• _TEXTE DU DOCUMENT_
........

Foire aux questions

Nature de proximité en danger

Nous n’avons pas la prétention que les réponses que nous proposons dans cette foire aux questions s’appliquent à toutes les situations possibles, puisque celles-ci peuvent varier selon les contextes, les périodes, les lieux, etc. Il s’agit néanmoins de grandes tendances que nous avons pu observer selon notre expérience, à travers notre implication dans différentes initiatives citoyennes, partout au Québec, au fil des années.

Comment convaincre un-e propriétaire privé-e (particulier-ère, promoteur-trice, entreprise, etc.) de protéger les milieux naturels situés sur son terrain ?

Vous pouvez sensibiliser le ou la propriétaire aux mesures de conservation volontaire qui existent en terres privées (servitude de conservation, don ou vente de sa propriété, etc.) et lui présenter certains avantages dont il ou elle pourrait bénéficier (p.ex. réduction de taxes ou d’impôts).

Vous pouvez aussi expliquer qu’en adoptant de telles pratiques, il ou elle fera une différence positive dans sa communauté et inspirera d’autres propriétaires à faire la même chose. Si le ou la propriétaire possède plusieurs terrains, ou encore des terrains de grandes superficies, vous pouvez l’inviter à aller visiter les milieux naturels se trouvant sur sa propriété, afin de démontrer leur grande valeur écologique ou sociale, p.ex. s’il s’agit de milieux fréquentés et appréciés de la population.

........

• _DONNÉES ENREGISTRÉES_
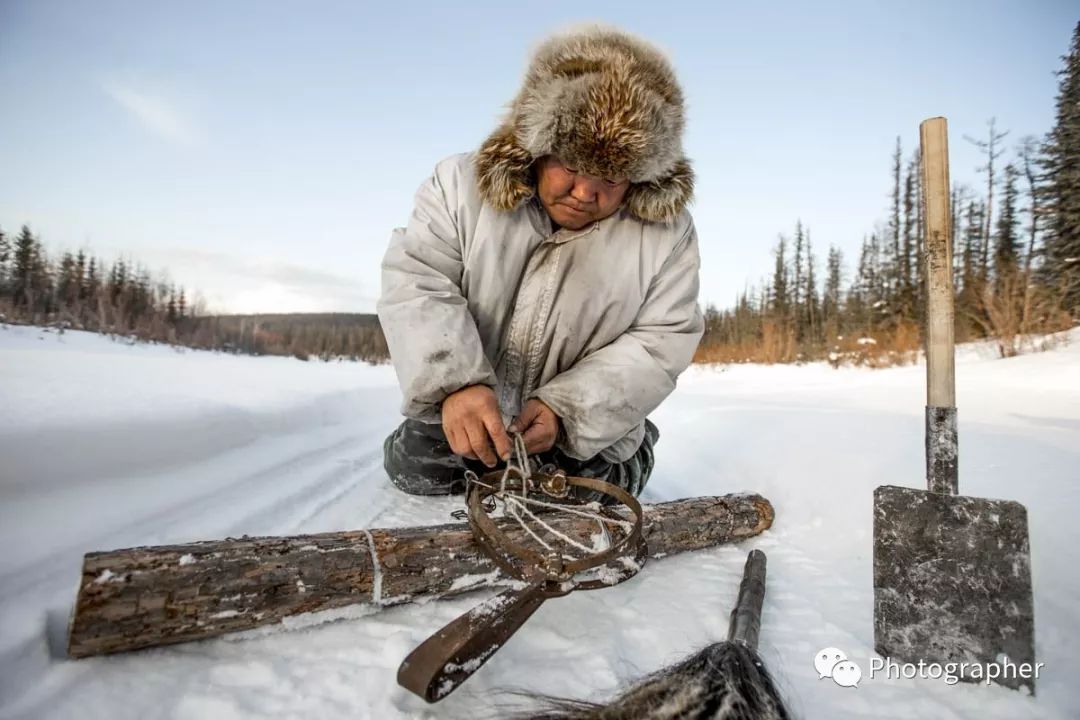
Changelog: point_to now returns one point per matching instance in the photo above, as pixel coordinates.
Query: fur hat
(603, 102)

........

• _PROBLÈMES À RÉSOUDRE_
a. D'après la foire aux questions sur la nature de proximité en danger, pourquoi inviter le ou la propriétaire à visiter les milieux naturels de son terrain ? Répondez en une à trois phrases.
b. Rédigez la suite de la foire aux questions sur la nature de proximité en danger, en reprenant après sa dernière phrase.

• _RÉPONSES AUX EXERCICES_
a. Selon le texte, cette visite sert à démontrer la grande valeur écologique ou sociale de ces milieux, par exemple lorsqu'ils sont fréquentés et appréciés de la population. Elle est proposée lorsque le ou la propriétaire possède plusieurs terrains ou des terrains de grandes superficies.

b.
Pour en savoir plus sur la conservation volontaire en terres privées, vous pouvez demander de l’aide à un organisme de conservation présent dans votre région. Pour connaître les organismes de conservation oeuvrant en terres privées près de chez vous, vous pouvez consulter le répertoire du Réseau de milieux naturels protégés.

Si un projet de développement qui détruira un milieu naturel a déjà obtenu les permis requis de la ville, est-il encore possible de protéger ce milieu naturel ?

Dépendamment de l’endroit où se déroule le projet de développement, il est possible que des autorisations soient requises au niveaux provincial (p.ex. s’il touche des milieux humides et hydriques) ou fédéral (p.ex. s’il touche des habitats du poisson). Vous pouvez donc faire des vérifications à ces niveaux. Si vous constatez qu’un projet ne semble pas conforme aux lois et règlements en vigueur, vous pouvez contacter le service Urgence-Environnement du ministère de l’Environnement, de la Lutte contre les changements climatiques, de la Faune et des Parcs (MELCCFP), ou encore déposer une plainte à caractère environnemental. Vous pouvez par ailleurs maintenir la pression auprès de votre conseil municipal, en publiant une lettre ouverte, en alertant les médias, en lançant une pétition ou encore en organisant un rassemblement.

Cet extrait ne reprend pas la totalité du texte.